WHAT THE TASK ASKS: Reproduce, unaltered, the line with "Target: boy's shoulder" along with every line that follows it in the records, up to the last.

DATASET EXTRACT:
*** Block opens ***

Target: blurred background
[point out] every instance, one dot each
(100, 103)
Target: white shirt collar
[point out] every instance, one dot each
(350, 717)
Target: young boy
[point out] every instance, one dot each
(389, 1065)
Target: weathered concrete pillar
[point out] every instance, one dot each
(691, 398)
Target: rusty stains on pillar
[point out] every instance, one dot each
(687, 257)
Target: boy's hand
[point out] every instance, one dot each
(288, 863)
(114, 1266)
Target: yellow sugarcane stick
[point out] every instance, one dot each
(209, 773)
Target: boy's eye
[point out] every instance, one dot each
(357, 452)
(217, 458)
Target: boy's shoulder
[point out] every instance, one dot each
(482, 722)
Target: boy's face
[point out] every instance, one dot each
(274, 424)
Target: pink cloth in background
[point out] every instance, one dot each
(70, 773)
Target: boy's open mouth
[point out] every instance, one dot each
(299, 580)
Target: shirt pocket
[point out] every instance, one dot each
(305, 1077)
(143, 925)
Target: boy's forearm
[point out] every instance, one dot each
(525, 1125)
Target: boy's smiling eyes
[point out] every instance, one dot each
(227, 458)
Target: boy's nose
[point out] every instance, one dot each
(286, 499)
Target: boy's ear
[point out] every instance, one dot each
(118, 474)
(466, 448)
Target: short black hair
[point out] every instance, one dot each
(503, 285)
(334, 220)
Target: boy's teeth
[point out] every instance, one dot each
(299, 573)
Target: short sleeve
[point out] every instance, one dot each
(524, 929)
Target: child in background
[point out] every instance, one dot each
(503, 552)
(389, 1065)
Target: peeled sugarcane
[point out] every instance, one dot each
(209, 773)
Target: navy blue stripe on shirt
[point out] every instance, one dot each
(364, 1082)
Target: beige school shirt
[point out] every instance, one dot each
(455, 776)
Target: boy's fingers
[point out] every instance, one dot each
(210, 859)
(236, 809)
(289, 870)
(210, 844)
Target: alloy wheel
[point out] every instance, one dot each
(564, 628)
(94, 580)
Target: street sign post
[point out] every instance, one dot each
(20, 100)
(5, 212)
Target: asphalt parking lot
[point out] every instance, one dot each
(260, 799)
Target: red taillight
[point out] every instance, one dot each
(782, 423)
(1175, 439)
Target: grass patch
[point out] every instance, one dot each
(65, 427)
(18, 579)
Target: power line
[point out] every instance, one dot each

*** Block closes ***

RESULT FOR THIS EXERCISE:
Target: boy's shoulder
[point out] every instance, one dot each
(482, 722)
Target: boy's face
[point out] every instance, one dot each
(274, 424)
Target: pink cloth in background
[point out] every instance, one dot each
(70, 773)
Target: boy's open mouth
[point out] every instance, one dot each
(299, 580)
Target: shirt pocket
[point out] every instance, one dot each
(305, 1077)
(143, 925)
Target: boy's forearm
[point out] every instance, one dot each
(525, 1125)
Target: boy's smiling eyes
[point out] every instance, one dot each
(227, 458)
Target: boy's nose
[point out] every instance, one dot each
(286, 499)
Target: boy's ear
[point out] every instance, one dot each
(118, 474)
(466, 448)
Target: short black hair
[point out] every instance, one dot each
(503, 285)
(334, 220)
Target: boy's teeth
[point out] every instance, one dot each
(299, 573)
Target: short sleeve
[point out] every instance, one dot each
(524, 929)
Target: child in background
[point out] every instance, one dot each
(503, 552)
(389, 1065)
Target: peeled sugarcane
[point out] every instance, one dot each
(209, 773)
Target: navy blue stripe on shirt
[point out] every instance, one dot each
(364, 1082)
Target: beige school shirt
[point out] every instance, one dot each
(455, 776)
Target: boy's fingers
[point out] every instance, one dot each
(210, 859)
(236, 809)
(289, 870)
(210, 844)
Target: alloy wheel
[point out] every instance, one dot each
(564, 628)
(94, 580)
Target: street sign post
[point out] every instance, one dot each
(20, 100)
(5, 212)
Target: asphalt parking lot
[point out] every instance, one dot each
(260, 799)
Target: red taillight
[point out] every instance, one dot each
(782, 423)
(1175, 439)
Target: grass patch
[point out] every instance, one dot each
(65, 427)
(18, 579)
Target: power line
[point out] every instance, one dot each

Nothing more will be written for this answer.